* [Brano scelto]:

══════

Italo Bocchino, Alfredo Romeo e il suo avvocato Stefano Vinti sono finiti in un nuovo filone d'inchiesta scaturito dal caso Consip. Un ramo d'indagine iniziato a Napoli e trasferito per competenza alla procura di Roma. Con un'ipotesi di reato gravissima: corruzione in atti giudiziari. L'Espresso in edicola domenica racconta retroscena e particolari di una pista che si intreccia con un'indagine segreta che va avanti da mesi, e che riguarda presunte compravendite di sentenze nella giustizia amministrativa. In particolare al Consiglio di Stato, dove presunti gruppi di potere composti da faccendieri, politici conniventi, giudici e professionisti riuscirebbero a fare il bello e il cattivo tempo.

«Abbiamo preso un altro bidone», dice Bocchino a Romeo parlando di una sentenza negativa arrivata qualche giorno prima da Palazzo Spada. Nel mirino dell’ex delfino di Gianfranco Fini c’è Stefano Vinti, l’avvocato amministrativista ingaggiato da Romeo per i contenziosi contro i suoi concorrenti. «Vinti c’ha un pacchetto di dieci cose là, capito?» spiega a Romeo «Perché quando va a fare qualche operazione...non è che va a fare l’operazione...questi sono di Romeo per la cosa di Romeo...Va là, dice “questi sono per te”, no? Poi negozia dieci cose. Su questo si è distratto. Perché secondo me era certo che tu... che vinceva perché aveva ragione. La distrazione ha portato allo scarso studio della cosa... Ma ora li possiamo recuperare?».
  
«Un negoziatore di cause», appuntano i carabinieri del Noe. Se i sospetti degli inquirenti fossero confermati, sarebbe un colpo al cuore della giustizia amministrativa e a un pezzo fondamentale del sistema giuridico nazionale: perché se, come dice Romeo, «i tribunali amministrativi sono le vere commissioni giudicatrici delle gare d’appalto» (quasi ogni decisione della Consip viene infatti appellata prima al Tar e poi a Palazzo Spada), il Consiglio di Stato è una camera di compensazione dei poteri economici e politici del Paese, e i suoi giudici spesso scelti come collaboratori fidati di ministri e sottosegretari. «Eventuali commenti che facemmo davanti a un caffè erano dettati dallo stupore, ed erano consolatori», replica Bocchino a L'Espresso.

══════

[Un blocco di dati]
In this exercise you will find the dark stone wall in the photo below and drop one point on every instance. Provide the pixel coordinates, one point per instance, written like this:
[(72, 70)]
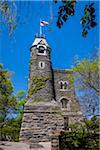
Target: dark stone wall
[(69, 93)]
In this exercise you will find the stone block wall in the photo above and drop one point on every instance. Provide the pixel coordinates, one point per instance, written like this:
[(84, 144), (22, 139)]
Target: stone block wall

══════

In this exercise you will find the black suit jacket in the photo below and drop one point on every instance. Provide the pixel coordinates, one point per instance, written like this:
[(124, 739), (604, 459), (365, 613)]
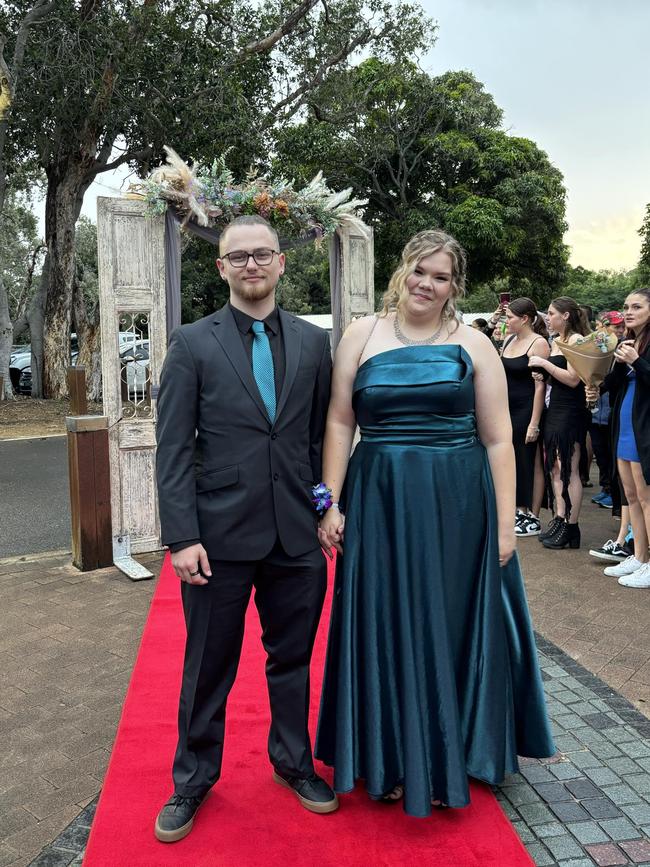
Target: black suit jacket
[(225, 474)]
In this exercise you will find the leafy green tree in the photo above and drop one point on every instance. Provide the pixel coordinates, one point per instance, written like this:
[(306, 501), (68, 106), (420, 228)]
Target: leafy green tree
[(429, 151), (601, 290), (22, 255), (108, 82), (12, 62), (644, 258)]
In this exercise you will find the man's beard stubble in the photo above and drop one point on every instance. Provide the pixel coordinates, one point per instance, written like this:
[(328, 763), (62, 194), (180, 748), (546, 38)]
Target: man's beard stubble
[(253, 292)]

══════

* [I tuoi compiti]:
1. Modifica i record dalla riga che contiene "In this exercise you will find the leafy" alla riga che contiene "[(253, 292)]", sostituendo "leafy green tree" con "tall pine tree" e lasciando tutto il resto invariato.
2. Prosegui il brano sull'inchiesta nata dal caso Consip a partire dalla sua ultima frase.
Il brano e i record non hanno alcun legame tra loro.

* [Risposte per compito]:
1.
In this exercise you will find the tall pine tree in the photo above and drop one point on every instance. Provide the pixel coordinates, one point per instance, written like this:
[(306, 501), (68, 106), (420, 228)]
Target: tall pine tree
[(429, 151), (601, 290), (22, 255), (108, 82), (12, 62), (644, 258)]
In this exercise you will find the man's beard stubble in the photo above and drop one point on every instance. Provide the pixel coordinates, one point per instance, written like this:
[(328, 763), (62, 194), (180, 748), (546, 38)]
Target: man's beard stubble
[(253, 292)]

2.
Si vedrà. Di certo l’inchiesta è molto complessa, e gli sforzi in campi messi da procure (anche di altre regioni) e corpi specializzati della Finanza sono enormi. Uno dei professionisti finito nel mirino dei magistrati romani è Piero Amara. Un avvocato di Siracusa accusato, qualche giorno fa, di frode fiscale e false fatturazioni. Ebbene, durante le perquisizioni della società Dagi srl, nella stanza in uso ad Amara insieme a documenti di ogni tipo è stata trovato anche un faldone. Dentro, documenti finanziari e investimenti di un pezzo da novanta di Palazzo Spada: Riccardo Virgilio, ex presidente aggiunto del Consiglio di Stato, da poco sostituito da Alessandro Pajno, vicinissimo al capo dello Stato Sergio Mattarella.

I documenti trovati nello studio di Amara, indagato anche per associazione a delinquere finalizzata a commettere reati tributari, raccontano alcune operazioni finanziarie del presidente Virgilio. Che non solo era titolare di un conto in Svizzera aperto agli inizi degli anni ‘90 al Credito Svizzero, ma ha pure deciso di investire oltre 750 mila euro cash in una società maltese, la Investment Eleven Ltd. I cui soci sono schermati da un’altra fiduciaria.

Un contratto di finanziamento firmato il 4 novembre 2014 garantirebbe al consigliere di Stato un diritto di opzione per il controllo di quote della Teletouch. Una società di cui è socio lo stesso Amara, due cittadini svizzeri e l’imprenditore Andrea Bacci. Un caro amico di Matteo Renzi e in passato socio d’affari di Tiziano, che qualche mese fa è stato in predicato – secondo alcuni quotidiani - di diventare amministratore delegato di Telecom Sparkle. L’Espresso ha spulciato i documenti della camera di commercio maltese, dove è conservato un verbale del 13 marzo 2017 della Investment Eleven. Si legge che per finanziare l’operazione Teletouch (che dovrebbe garantire «un ritorno del 50 per cento l’anno», grazie anche a un memorandum d’intesa non vincolante con Telecom Italia firmato nel 2015 teso «a sviluppare la tecnologia N-Touch») e altri business legati al commercio del petrolio e del gas con Dubai (attraverso altre due società di Amara e del suo socio Giuseppe Calafiore), «la società ha sviluppato un accordo con il signor Riccardo Virgilio».

Amara è categorico. «L’operazione è stata tutta tracciata. Il bonifico il presidente Virgilio l’ha fatto con nome e cognome. Ha messo anche la causale del bonifico: “finanziamento socio”» si giustifica l’avvocato. «Il suo conto corrente in Svizzera è stato aperto nel 1993, ed è collegato a suoi risparmi e a un’eredità, quella di una sua zia ricca. E le ricordo che Malta, a cui è arrivato il bonifico alla Bank of Valletta, non è più un paradiso fiscale».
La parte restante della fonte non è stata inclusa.